Grand Rapids (WZZM) - A relatively new procedure done in Grand Rapids can help protect certain heart patients from having a stroke.
Atrial fibrillation, or an irregular heartbeat, is one of the most common cardiac irregularities. Approximately six million American adults have been diagnosed with it.
Those patients have a higher risk of stroke. In fact, one quarter of all strokes in the elderly are attributed to atrial fibrillation.
Doctors at Spectrum Health's Meijer Heart Center are using a new procedure with a device called the LARIAT Suture Delivery Device to reduce that risk.
It's a minimally invasive surgery that prevents clots that form in the heart from getting out of the heart and going to the brain.
Doctor Bohuslav Finta performed Spectrum Health's first Lariat procedure with interventional cardiologist Doctor Paul Singh.
"This procedure is a safe alternative for AFib patients at high risk of stroke who can't be on blood thinners," said Dr. Finta.
The procedure works as a lasso that stops the flow of blood to the area of the heart where blood clots form in AFib patients.
The procedure is done while the patient is under general anesthesia. Doctors guide two catheters into the heart to tie off and seal the specific portion of the heart.
While it is too early to know if this procedure will become a new standard of care, Dr. Finta says it will become a common procedure.
"We expect many patients who currently have to take blood thinners would choose it for convenience," he said. "For many patients who cannot take blood thinners right now, this is going to be the only option."
Spectrum Health is the first hospital in West Michigan to use the lariat procedure.
====
(EXERCISES TO COMPLETE)
1. Transcribe the article about the LARIAT procedure between "Doctors at Spectrum" and "Doctor Paul Singh.", inclusive.
2. According to the article about the LARIAT procedure, how many American adults have been diagnosed with atrial fibrillation?
Rely only on the article about the LARIAT procedure.
====
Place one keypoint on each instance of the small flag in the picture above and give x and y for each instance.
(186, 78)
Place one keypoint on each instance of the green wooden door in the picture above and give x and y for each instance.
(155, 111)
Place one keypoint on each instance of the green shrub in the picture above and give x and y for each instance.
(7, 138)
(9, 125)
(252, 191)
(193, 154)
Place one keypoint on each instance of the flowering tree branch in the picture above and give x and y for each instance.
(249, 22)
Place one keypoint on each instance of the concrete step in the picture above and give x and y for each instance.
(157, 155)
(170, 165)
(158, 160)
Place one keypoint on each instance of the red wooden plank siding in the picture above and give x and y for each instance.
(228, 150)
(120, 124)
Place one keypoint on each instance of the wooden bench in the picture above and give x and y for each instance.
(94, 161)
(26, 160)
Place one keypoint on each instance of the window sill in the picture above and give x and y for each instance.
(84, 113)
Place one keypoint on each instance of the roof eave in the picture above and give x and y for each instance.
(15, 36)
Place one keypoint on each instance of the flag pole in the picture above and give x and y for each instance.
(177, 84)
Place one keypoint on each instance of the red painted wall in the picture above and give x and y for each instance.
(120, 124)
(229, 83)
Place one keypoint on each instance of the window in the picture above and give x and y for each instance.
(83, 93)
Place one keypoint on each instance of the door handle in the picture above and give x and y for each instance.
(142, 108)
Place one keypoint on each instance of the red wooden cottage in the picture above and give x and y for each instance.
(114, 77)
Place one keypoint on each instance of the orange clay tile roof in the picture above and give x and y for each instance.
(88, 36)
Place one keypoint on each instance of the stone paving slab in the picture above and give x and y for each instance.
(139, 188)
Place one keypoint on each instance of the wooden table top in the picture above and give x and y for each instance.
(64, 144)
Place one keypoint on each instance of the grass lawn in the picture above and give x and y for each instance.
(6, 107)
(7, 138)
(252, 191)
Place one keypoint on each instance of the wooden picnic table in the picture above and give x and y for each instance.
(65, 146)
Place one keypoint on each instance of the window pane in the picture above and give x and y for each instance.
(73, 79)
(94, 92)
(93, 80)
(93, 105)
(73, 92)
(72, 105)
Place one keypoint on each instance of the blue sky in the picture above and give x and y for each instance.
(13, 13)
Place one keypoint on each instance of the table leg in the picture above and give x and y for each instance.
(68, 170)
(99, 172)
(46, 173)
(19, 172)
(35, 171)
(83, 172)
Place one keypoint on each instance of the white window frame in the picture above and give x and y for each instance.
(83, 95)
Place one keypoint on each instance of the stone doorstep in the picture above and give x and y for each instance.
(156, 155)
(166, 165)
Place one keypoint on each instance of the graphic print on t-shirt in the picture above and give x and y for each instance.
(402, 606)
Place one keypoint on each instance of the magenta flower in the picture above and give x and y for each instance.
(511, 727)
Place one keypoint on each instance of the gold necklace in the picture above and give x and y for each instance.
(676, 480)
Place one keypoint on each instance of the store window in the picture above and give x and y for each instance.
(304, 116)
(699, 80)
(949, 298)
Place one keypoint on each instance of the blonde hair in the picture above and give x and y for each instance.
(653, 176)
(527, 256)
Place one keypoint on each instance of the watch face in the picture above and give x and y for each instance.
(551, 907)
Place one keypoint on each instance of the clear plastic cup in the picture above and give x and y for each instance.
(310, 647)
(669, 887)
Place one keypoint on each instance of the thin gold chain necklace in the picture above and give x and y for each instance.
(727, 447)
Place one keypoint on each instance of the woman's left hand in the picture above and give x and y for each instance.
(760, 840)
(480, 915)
====
(PROBLEM SOLUTIONS)
1.
Doctors at Spectrum Health's Meijer Heart Center are using a new procedure with a device called the LARIAT Suture Delivery Device to reduce that risk.
It's a minimally invasive surgery that prevents clots that form in the heart from getting out of the heart and going to the brain.
Doctor Bohuslav Finta performed Spectrum Health's first Lariat procedure with interventional cardiologist Doctor Paul Singh.

2. Approximately six million.